◆ WHAT IS REQUIRED
Rescale the entries below from their start through the line containing "x=329 y=534", copying every line, requests included, and multiplying each x and y coordinate in the answers by 0.85, rounded to whole numbers with halves rounded up. Leave the pictures out of your reply.

◆ EXTRACTED MATERIAL
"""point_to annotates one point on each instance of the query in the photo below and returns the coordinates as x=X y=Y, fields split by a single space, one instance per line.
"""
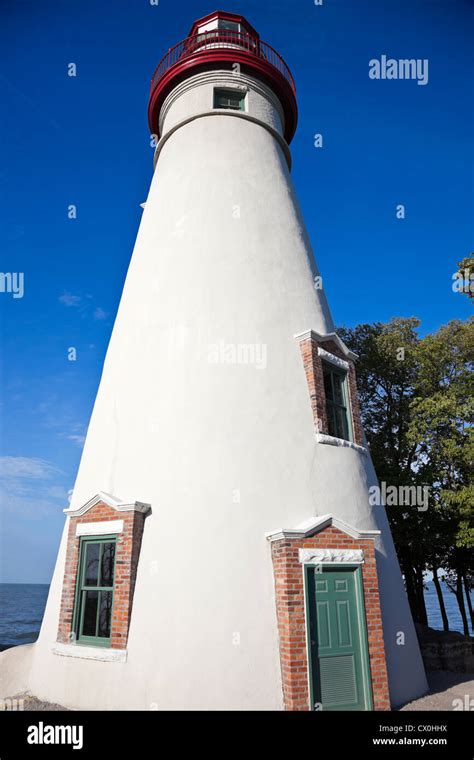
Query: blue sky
x=85 y=141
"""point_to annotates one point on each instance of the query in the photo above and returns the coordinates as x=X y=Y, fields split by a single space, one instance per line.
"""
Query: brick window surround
x=314 y=348
x=100 y=516
x=329 y=534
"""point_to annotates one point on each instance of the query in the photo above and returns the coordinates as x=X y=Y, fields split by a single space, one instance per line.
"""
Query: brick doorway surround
x=322 y=540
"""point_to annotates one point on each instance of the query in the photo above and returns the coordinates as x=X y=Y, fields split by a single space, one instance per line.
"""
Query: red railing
x=216 y=39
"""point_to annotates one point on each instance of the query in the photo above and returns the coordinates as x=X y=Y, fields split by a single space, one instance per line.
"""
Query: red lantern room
x=223 y=40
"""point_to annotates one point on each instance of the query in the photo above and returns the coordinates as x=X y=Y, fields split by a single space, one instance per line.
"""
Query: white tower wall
x=223 y=452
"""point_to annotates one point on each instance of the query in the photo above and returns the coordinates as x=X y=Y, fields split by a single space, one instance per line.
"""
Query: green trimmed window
x=95 y=590
x=233 y=99
x=337 y=401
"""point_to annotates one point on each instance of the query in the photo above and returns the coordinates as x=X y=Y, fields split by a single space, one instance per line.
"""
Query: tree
x=415 y=397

◆ WORKED SOLUTION
"""point_to annotates one point on each instance of the query in the photo below and returns the coordinates as x=X y=Y, fields split by a single space, one instance per line.
"""
Query: blue sky
x=72 y=120
"""point_to annotates one point on each instance of the query in the photo above and returns the coordinates as x=X y=Y, fields split by a single space, one instance per line.
"""
Query: brick window surround
x=267 y=296
x=85 y=439
x=280 y=454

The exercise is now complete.